WHAT YOU WILL DO => Set down all of the data exactly as it appears.
==== DATA PROVIDED
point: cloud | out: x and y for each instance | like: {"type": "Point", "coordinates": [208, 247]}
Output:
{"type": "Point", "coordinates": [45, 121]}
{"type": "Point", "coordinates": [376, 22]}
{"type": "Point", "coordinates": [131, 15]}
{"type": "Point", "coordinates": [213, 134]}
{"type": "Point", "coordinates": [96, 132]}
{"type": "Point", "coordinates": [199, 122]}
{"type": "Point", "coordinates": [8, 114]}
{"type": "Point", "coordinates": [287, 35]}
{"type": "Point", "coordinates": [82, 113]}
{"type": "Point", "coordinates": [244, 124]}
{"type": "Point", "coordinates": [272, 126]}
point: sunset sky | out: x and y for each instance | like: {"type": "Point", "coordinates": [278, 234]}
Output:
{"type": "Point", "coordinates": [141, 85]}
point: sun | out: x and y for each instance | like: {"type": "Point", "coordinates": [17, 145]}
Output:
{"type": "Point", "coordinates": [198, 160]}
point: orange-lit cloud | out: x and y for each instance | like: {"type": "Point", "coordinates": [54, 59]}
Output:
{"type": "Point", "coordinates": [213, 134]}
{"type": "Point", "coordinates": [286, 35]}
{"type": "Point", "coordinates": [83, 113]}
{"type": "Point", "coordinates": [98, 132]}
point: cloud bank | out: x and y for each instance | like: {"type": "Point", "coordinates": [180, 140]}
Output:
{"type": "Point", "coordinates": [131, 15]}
========
RESULT =>
point: cloud | out: x and y for each instance | like: {"type": "Point", "coordinates": [208, 247]}
Output:
{"type": "Point", "coordinates": [45, 121]}
{"type": "Point", "coordinates": [376, 22]}
{"type": "Point", "coordinates": [131, 15]}
{"type": "Point", "coordinates": [213, 134]}
{"type": "Point", "coordinates": [96, 132]}
{"type": "Point", "coordinates": [199, 122]}
{"type": "Point", "coordinates": [8, 114]}
{"type": "Point", "coordinates": [287, 35]}
{"type": "Point", "coordinates": [82, 113]}
{"type": "Point", "coordinates": [244, 124]}
{"type": "Point", "coordinates": [272, 126]}
point: sunset sky | out: x and y for each instance | like: {"type": "Point", "coordinates": [278, 234]}
Output:
{"type": "Point", "coordinates": [141, 85]}
point: sun | out: x and y for each instance | like: {"type": "Point", "coordinates": [17, 145]}
Output:
{"type": "Point", "coordinates": [198, 160]}
point: orange-lit cloud | out: x and y for each instance | like: {"type": "Point", "coordinates": [54, 59]}
Output:
{"type": "Point", "coordinates": [213, 134]}
{"type": "Point", "coordinates": [286, 35]}
{"type": "Point", "coordinates": [83, 113]}
{"type": "Point", "coordinates": [98, 132]}
point: cloud bank | out: x and y for each instance | like: {"type": "Point", "coordinates": [180, 140]}
Output:
{"type": "Point", "coordinates": [131, 15]}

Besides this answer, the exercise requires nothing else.